The problem ▸
Reproduce each line of the listing exactly.
++++++++
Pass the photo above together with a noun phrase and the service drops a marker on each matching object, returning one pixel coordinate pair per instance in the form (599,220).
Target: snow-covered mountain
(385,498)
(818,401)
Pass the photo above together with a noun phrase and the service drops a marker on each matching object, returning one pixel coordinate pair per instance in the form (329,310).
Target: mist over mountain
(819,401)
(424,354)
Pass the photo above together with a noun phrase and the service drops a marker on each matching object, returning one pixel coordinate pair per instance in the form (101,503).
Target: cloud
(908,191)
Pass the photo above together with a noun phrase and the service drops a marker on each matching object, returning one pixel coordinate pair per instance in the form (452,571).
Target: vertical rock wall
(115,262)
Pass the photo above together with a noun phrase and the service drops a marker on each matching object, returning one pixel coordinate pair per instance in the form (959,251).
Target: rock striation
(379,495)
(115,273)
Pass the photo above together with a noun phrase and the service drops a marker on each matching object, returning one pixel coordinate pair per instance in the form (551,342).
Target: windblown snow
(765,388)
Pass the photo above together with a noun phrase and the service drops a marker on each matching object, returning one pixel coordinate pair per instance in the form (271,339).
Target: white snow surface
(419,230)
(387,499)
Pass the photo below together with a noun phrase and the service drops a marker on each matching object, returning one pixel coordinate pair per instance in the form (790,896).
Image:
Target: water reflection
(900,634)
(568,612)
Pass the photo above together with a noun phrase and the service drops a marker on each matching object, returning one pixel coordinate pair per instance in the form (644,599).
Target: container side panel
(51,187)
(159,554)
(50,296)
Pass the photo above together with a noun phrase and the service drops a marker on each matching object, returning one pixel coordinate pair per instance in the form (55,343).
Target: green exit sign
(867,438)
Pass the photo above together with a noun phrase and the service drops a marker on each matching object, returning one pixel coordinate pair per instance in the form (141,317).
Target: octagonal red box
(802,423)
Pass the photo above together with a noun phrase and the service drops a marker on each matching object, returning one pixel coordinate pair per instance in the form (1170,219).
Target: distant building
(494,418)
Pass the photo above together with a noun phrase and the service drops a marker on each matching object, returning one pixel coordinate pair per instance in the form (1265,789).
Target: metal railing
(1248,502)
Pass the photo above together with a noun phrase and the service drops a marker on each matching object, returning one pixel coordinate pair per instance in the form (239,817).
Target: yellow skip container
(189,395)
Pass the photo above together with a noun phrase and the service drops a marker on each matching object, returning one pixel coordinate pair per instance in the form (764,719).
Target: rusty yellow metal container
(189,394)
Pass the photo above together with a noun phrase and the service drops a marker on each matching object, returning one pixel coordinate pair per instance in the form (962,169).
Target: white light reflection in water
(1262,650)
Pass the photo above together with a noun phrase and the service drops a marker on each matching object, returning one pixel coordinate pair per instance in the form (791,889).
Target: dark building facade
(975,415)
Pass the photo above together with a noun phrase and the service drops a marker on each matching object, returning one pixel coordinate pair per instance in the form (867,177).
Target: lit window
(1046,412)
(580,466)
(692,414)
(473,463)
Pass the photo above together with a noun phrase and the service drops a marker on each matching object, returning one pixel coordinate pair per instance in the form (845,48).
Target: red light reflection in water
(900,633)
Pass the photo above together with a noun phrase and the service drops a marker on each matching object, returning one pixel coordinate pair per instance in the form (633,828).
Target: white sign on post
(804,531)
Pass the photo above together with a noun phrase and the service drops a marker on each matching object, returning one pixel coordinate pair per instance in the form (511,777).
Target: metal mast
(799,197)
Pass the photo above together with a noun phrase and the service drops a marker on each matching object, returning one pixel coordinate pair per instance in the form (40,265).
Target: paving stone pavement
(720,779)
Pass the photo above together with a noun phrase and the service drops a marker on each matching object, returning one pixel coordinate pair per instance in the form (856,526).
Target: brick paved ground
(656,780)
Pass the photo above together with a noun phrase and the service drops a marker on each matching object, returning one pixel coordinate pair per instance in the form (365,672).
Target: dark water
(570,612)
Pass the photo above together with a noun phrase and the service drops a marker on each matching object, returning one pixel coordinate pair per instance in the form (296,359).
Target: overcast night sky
++++++++
Written solution ▸
Pass the photo above together with a noun phrase and the service drops a marker on each matching object, returning one pixel coordinate pair per instance in the form (599,220).
Target: snow-covered mountain
(385,498)
(818,401)
Pass the photo above together with a noun phrase and the service drops a marker on each matching object, returning one pixel coordinate pair per instance in the form (329,310).
Target: mist over mountain
(819,401)
(424,354)
Pass the photo above together with a noun phrase and the service drops a marker on each matching object, returning one pixel coordinate pair per instance in the form (101,503).
Target: cloud
(908,191)
Pass the photo above together with a noun phrase and the service drops a marker on each matching object, returning one pixel coordinate pair per instance in the form (452,571).
Target: vertical rock wall
(115,262)
Pass the photo above together with a noun phrase and the service drops a marker on each matching object, returning one pixel coordinate pair per instance in the form (959,251).
Target: rock striation
(379,495)
(115,273)
Pass the photo above together with a noun phrase and the service drops a marker on each matching object, returning one pixel coordinate pair per instance in the form (551,342).
Target: windblown snow
(765,388)
Pass the photo above together with a noun phrase and the service drops a marker on each matching object, returning one pixel coordinate pair per instance in the form (271,339).
Target: white snow surface
(419,230)
(387,499)
Pass the photo below together with a noun phrase and the service drops a marker on each matching object, returning one pixel coordinate pair per instance in the form (790,896).
Image:
Target: water reflection
(900,634)
(568,612)
Pass the photo above together with a noun phrase and the service drops a marker on each matching object, returning one pixel coordinate pair per instance in the form (644,599).
Target: container side panel
(51,187)
(159,554)
(50,296)
Pass the photo above together with a noun phrase and the service drops a marker on each matching object, returning one pixel coordinate pair per instance in the form (55,343).
Target: green exit sign
(867,438)
Pass the photo above together with a noun phrase and the service drops a marker on each matching object, returning one pixel coordinate pair per instance in the form (141,317).
Target: octagonal red box
(802,423)
Pass the photo above together with a noun phrase and the service drops a marker on each matching object, returning one pixel coordinate pair per instance in the form (1170,219).
Target: distant building
(494,418)
Pass the photo above together with a noun phrase and the service drops a marker on each matching object, returning one pixel coordinate pair per instance in the form (1265,789).
Target: metal railing
(1248,502)
Pass the photo above together with a noun phrase and the service drops a marker on each matching object, returning one pixel coordinate pair per instance in the form (239,817).
Target: yellow skip container
(189,395)
Pass the photo above together with a noun phrase and the service drops a marker on each matching object, returning one pixel coordinate pair per instance in the form (764,719).
Target: rusty yellow metal container
(189,394)
Pass the photo above together with a noun phrase and the service drops a marker on each matching object, returning one pixel coordinate pair per instance in the form (962,169).
Target: white light reflection in water
(1262,650)
Pass the photo above together with a noun phrase and the service drops a marker on each matching object, returning one pixel coordinate pair per instance in the form (791,889).
Target: dark building facade
(975,415)
Pass the photo above together with a noun phrase and the service drops a marker on each matching object, returning one pixel coordinate pair per instance in the form (867,177).
Target: lit window
(1046,412)
(580,466)
(692,414)
(473,463)
Pass the photo above together with a noun phrase and the service drops a marker on each matching object, returning one pixel coordinate pair per instance in the form (845,48).
Target: red light reflection in water
(900,633)
Pass the photo above together with a noun phrase and the service drops a marker on each matching object, returning one pixel coordinate pair per instance in the form (633,828).
Target: white sign on post
(804,531)
Pass the photo above together with a noun phrase and the service drops a marker on each matching object, returning one pixel coordinate pair per instance in the form (511,777).
Target: metal mast
(799,197)
Pass the photo above together with a noun phrase and the service drops a marker on each matching object, returning one pixel coordinate pair per instance in the form (40,265).
Target: paving stone pavement
(720,779)
Pass the photo above together with a noun phrase and the service drops a marker on each matching object, returning one pixel coordinate pair per instance in the form (856,526).
Target: brick paved ground
(656,780)
Pass the photo above together with a noun phrase and the service drops a marker on each matching object, returning one pixel coordinate pair per instance in the form (365,672).
Target: dark water
(570,612)
Pass the photo above together with a noun phrase and the service drops a marker on each matching object, returning one pixel coordinate pair per instance in the form (296,359).
Target: overcast night sky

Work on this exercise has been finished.